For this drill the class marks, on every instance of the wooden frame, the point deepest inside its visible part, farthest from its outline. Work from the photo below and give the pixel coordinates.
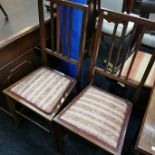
(147, 121)
(110, 15)
(13, 98)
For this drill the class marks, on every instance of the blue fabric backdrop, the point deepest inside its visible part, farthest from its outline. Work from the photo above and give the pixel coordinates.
(75, 37)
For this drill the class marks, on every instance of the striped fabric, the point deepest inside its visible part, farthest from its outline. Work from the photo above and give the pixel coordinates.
(43, 88)
(138, 68)
(99, 115)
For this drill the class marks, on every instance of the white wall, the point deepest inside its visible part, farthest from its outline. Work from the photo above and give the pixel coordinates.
(152, 17)
(115, 5)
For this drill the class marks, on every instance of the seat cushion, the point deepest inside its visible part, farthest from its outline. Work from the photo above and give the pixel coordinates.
(138, 68)
(43, 88)
(98, 115)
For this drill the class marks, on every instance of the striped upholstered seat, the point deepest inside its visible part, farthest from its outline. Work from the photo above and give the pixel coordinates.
(97, 114)
(42, 89)
(138, 68)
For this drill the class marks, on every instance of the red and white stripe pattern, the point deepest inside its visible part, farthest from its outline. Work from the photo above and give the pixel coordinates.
(99, 114)
(43, 88)
(139, 67)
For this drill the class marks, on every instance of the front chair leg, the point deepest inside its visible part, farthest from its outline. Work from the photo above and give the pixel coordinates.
(56, 134)
(12, 108)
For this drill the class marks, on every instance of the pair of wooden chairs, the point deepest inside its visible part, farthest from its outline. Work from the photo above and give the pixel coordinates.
(96, 115)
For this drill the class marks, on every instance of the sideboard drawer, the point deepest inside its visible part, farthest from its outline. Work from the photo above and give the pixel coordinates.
(17, 68)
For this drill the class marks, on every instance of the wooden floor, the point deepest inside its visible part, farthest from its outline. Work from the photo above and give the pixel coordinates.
(23, 15)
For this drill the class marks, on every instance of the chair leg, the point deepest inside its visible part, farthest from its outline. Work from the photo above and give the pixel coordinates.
(56, 134)
(4, 12)
(12, 108)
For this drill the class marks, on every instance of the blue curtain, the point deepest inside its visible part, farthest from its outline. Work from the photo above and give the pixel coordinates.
(75, 37)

● **Set problem**
Rewrite each line of the data above with "drill" replaced by "exercise" and everything else left unchanged, omitting the pictures from your answer.

● **Correct output**
For this exercise the class marks, on every instance of the wooden frame, the point deepest inside its visible part, farthest from its outline. Work from the photo below and give the pixel coordinates.
(147, 121)
(110, 15)
(13, 98)
For this exercise the class marks, on every instance of the blue fabric backdrop, the point deepest inside its visible part, farthest from its outline. Work from the photo above and give the pixel coordinates.
(75, 37)
For this exercise the class marks, on every instance of the striped fabric, the point deepest inside its visible part, farthest from its outline. Work from the photo above and give the pixel coordinates.
(43, 88)
(138, 68)
(99, 115)
For this exercise the class marks, on every instance of the white wall, the point deepest inside its visible part, farthest from its outline. Work from the photo above and give the pixel coordinates.
(152, 17)
(115, 5)
For this exercise the class marks, on every instance of the seat cushion, the point deepest inside its visible part, farthest from its outline. Work from the photo above and give the pixel coordinates.
(138, 68)
(43, 88)
(98, 115)
For this exercise the class marks, on every instance of the striped upholstered seat, the point deepest inside its visible part, farthest from its outline. Work from the photo above and give the pixel coordinates.
(97, 114)
(42, 89)
(138, 68)
For this exercise the class marks, on every instance of the red and white stripe pattern, the point deepest inside its visible part, farthest from its outline. Work from the photo above and give the pixel coordinates.
(99, 114)
(43, 88)
(139, 67)
For this exercise the class marks, on every instance of the front chair leg, the point deepest inside its visible part, farthest from its outline. Work from the photo above and give the pixel coordinates.
(56, 134)
(12, 108)
For this exercise the class marks, on every instance of the pair of wooden chairs, the point deepest inside its visible part, farthest from its outline. Work from the photo above and give the pixel coordinates.
(96, 115)
For this exercise the class marks, on every instance of the sideboard drawer, the point deepest inside its visible part, farthest from its outline. Work from the photo above and give the pixel coordinates.
(17, 68)
For this exercise the class marks, on every instance of the wooden floor, the point deepest inside its visible part, farthest from its outline. Work from the photo above and give the pixel coordinates.
(23, 15)
For this exercise the class marks, on every instance of the chair leg, the point deepest inside its visible part, farthest from its outline. Work from the photo above and give the pixel coordinates.
(56, 134)
(4, 12)
(12, 108)
For this exercise the class marks, on every instance of the blue curtain, the point deepest inside its visible part, farthest from its outline. Work from the photo above and give the pixel coordinates.
(75, 37)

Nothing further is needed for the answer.